Image region labeling entries:

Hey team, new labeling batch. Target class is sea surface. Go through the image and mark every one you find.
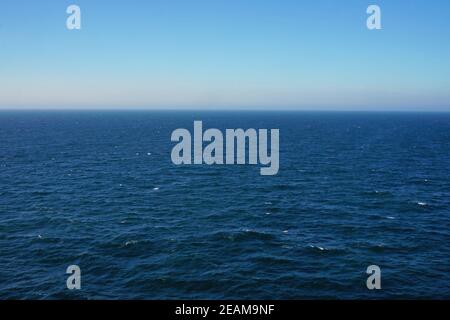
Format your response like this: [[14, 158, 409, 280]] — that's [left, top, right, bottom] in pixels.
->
[[0, 111, 450, 299]]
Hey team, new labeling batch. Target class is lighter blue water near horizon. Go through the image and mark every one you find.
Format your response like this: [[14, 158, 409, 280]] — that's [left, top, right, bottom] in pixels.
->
[[0, 111, 450, 299]]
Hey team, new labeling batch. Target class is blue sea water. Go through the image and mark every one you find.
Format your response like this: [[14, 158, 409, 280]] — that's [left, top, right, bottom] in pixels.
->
[[0, 111, 450, 299]]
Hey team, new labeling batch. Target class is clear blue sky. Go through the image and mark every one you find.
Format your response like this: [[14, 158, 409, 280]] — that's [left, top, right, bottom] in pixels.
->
[[0, 0, 450, 111]]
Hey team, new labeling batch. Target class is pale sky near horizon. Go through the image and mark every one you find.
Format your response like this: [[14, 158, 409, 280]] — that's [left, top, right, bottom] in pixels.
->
[[0, 0, 450, 111]]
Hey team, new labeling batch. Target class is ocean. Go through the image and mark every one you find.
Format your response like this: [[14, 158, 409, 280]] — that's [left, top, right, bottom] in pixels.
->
[[0, 111, 450, 299]]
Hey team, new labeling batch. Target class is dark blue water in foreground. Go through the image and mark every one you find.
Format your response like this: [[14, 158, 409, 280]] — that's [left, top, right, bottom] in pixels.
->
[[0, 112, 450, 299]]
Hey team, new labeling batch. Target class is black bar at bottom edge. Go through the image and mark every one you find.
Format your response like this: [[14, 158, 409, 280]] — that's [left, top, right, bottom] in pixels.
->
[[0, 300, 450, 320]]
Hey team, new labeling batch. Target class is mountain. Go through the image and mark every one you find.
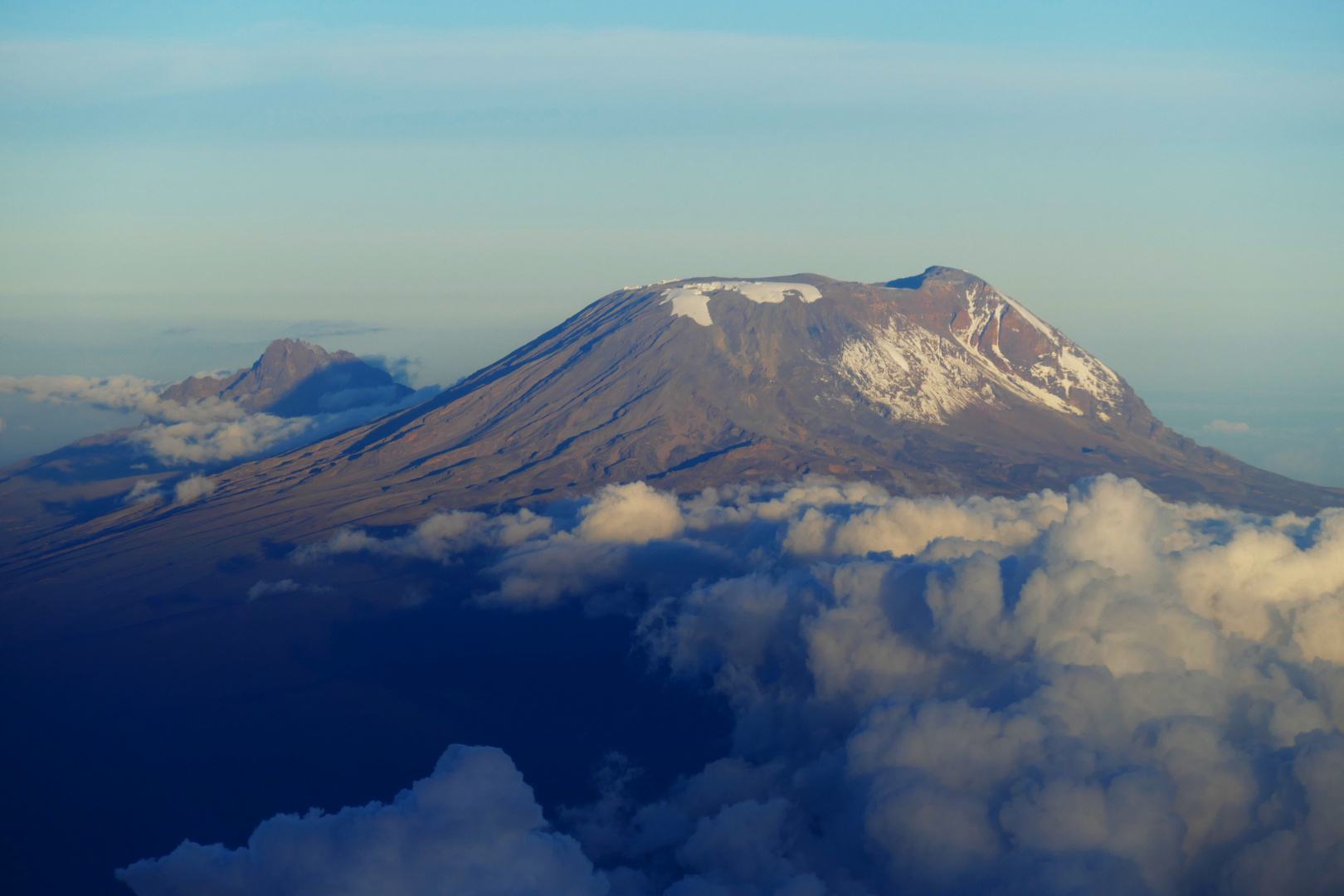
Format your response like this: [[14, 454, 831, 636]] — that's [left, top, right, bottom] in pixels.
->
[[158, 338, 412, 416], [0, 267, 1344, 621], [0, 338, 412, 556]]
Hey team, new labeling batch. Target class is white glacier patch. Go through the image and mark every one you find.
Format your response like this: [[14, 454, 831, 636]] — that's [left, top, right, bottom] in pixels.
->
[[659, 280, 821, 326]]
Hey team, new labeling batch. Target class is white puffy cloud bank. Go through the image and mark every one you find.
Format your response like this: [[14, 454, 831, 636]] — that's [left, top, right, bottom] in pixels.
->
[[134, 475, 1344, 896], [117, 746, 607, 896], [0, 375, 437, 466]]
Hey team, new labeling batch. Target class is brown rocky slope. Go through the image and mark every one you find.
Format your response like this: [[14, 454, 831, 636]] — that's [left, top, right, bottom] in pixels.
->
[[0, 267, 1344, 634]]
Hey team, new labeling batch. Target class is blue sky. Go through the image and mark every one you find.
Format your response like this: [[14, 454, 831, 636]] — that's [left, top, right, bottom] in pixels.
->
[[0, 2, 1344, 478]]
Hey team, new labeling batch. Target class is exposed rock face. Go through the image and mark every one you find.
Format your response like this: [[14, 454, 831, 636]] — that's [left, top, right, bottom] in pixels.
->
[[160, 338, 411, 416], [0, 267, 1344, 612]]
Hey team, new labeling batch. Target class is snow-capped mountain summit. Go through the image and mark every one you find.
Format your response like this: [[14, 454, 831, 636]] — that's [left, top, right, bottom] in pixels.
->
[[11, 267, 1344, 588]]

Directions: Reproduce word for word the lines above that start with the line containing "Hey team, new labeling batch. Target class is white glacier" and end with the line containing "[[659, 280, 821, 326]]", including both of those lines.

Exercise response:
Hey team, new labeling batch. Target class is white glacier patch. Go through the image and mark every one you find.
Format your response like this: [[14, 454, 831, 636]] — that's [left, top, right, bottom] in pixels.
->
[[659, 280, 821, 326]]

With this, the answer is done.